Instruction 1:
Reproduce the mailing-list reply about the binfmt_img exec handler below word for word, from the header to the last line.

Re: [PATCH 7/7] binfmt: Introduce the binfmt_img exec handler

Matt Helsley <matthltc@xxxxxxxxxx> · Fri, 22 Jul 2011 15:46:17 -0700

On Thu, Jul 21, 2011 at 08:51:27AM +0200, Tejun Heo wrote:
> On Fri, Jul 15, 2011 at 05:48:09PM +0400, Pavel Emelyanov wrote:
> > When being execve-ed the handler reads registers, mappings and provided
> > memory pages from image and just assigns this state on current task. This
> > simple functionality can be used to restore a task, whose state whas read
> > from e.g. /proc/<pid>/dump file before.
> 
> Ummm... iff the process is single threaded. :(
> 
> Much more complex machinery is needed to restore full process anyway
> which would require some kernel facilities but definitely a lot more

Agreed,

> logic in userland.  I really can't see much point in having

I disagree (surprise! ;)).

> dumper/restorer in kernel.  The simplistic dumper/restorer proposed
> here isn't really useful - among other things, it's single threaded
> only and there's no mechanism to freeze the task being dumped.  It is

To be fair Pavel used signals to stop/resume the task. It's not
a good solution but it's a start (more below).

> almost trivially implementable from userland using existing
> facilities.  I wonder what the point is.

No, I think that ultimately an addition to the cgroup freezer will
be needed.

The problem is that another task (perhaps a shell or debugger)
could come in and wake up the tasks. In theory the same problem could
happen with the cgroup freezer -- only the fact that today code
is rarely written to deal with it allows it to be more reliable than
SIGSTOP and SIGCONT.

The task doing the checkpoint *at least* needs to know if the frozen
tasks have been thawed ("notification"). That allows it to report
a warning or an error to the effect that the checkpoint may be
unreliable. Notification alone produces the possibility of indefinite
postponement however.

Information supplied:
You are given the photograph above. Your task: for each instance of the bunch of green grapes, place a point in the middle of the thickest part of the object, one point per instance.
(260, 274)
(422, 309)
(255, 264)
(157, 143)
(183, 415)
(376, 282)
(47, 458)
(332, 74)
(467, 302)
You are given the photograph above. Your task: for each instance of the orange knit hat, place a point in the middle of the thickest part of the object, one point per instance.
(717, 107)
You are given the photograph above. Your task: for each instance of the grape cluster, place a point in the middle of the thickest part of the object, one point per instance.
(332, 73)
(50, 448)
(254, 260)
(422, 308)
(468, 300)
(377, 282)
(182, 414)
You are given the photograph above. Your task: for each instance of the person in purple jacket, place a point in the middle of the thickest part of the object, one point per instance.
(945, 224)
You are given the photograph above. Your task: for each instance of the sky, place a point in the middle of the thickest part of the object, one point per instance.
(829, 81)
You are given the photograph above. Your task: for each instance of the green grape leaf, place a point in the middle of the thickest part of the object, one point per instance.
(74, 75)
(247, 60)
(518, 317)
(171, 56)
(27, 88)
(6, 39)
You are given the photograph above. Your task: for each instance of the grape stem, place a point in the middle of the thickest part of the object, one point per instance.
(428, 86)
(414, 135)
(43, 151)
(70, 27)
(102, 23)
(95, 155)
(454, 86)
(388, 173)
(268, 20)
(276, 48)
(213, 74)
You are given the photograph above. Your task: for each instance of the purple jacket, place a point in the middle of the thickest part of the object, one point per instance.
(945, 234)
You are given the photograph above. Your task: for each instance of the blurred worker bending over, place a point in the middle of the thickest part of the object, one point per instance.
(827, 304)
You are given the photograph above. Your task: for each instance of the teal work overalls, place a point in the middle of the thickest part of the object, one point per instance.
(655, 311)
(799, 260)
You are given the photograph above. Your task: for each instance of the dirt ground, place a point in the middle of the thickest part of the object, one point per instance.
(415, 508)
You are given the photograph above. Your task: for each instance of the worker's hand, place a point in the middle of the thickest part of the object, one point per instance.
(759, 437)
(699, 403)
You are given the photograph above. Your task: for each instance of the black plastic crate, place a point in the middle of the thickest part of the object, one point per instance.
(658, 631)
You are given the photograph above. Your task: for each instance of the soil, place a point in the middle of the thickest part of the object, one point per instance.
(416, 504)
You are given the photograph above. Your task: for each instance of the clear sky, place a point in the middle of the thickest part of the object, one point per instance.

Instruction 2:
Please find and copy every line of the entries above that contains the string "purple", matching case exactly.

Exercise output 1:
Re: [PATCH 7/7] binfmt: Introduce the binfmt_img exec handler

Matt Helsley <matthltc@xxxxxxxxxx> · Fri, 22 Jul 2011 15:46:17 -0700

On Thu, Jul 21, 2011 at 08:51:27AM +0200, Tejun Heo wrote:
> On Fri, Jul 15, 2011 at 05:48:09PM +0400, Pavel Emelyanov wrote:
> > When being execve-ed the handler reads registers, mappings and provided
> > memory pages from image and just assigns this state on current task. This
> > simple functionality can be used to restore a task, whose state whas read
> > from e.g. /proc/<pid>/dump file before.
> 
> Ummm... iff the process is single threaded. :(
> 
> Much more complex machinery is needed to restore full process anyway
> which would require some kernel facilities but definitely a lot more

Agreed,

> logic in userland.  I really can't see much point in having

I disagree (surprise! ;)).

> dumper/restorer in kernel.  The simplistic dumper/restorer proposed
> here isn't really useful - among other things, it's single threaded
> only and there's no mechanism to freeze the task being dumped.  It is

To be fair Pavel used signals to stop/resume the task. It's not
a good solution but it's a start (more below).

> almost trivially implementable from userland using existing
> facilities.  I wonder what the point is.

No, I think that ultimately an addition to the cgroup freezer will
be needed.

The problem is that another task (perhaps a shell or debugger)
could come in and wake up the tasks. In theory the same problem could
happen with the cgroup freezer -- only the fact that today code
is rarely written to deal with it allows it to be more reliable than
SIGSTOP and SIGCONT.

The task doing the checkpoint *at least* needs to know if the frozen
tasks have been thawed ("notification"). That allows it to report
a warning or an error to the effect that the checkpoint may be
unreliable. Notification alone produces the possibility of indefinite
postponement however.

Exercise output 2:
You are given the photograph above. Your task: for each instance of the person in purple jacket, place a point in the middle of the thickest part of the object, one point per instance.
You are given the photograph above. Your task: for each instance of the purple jacket, place a point in the middle of the thickest part of the object, one point per instance.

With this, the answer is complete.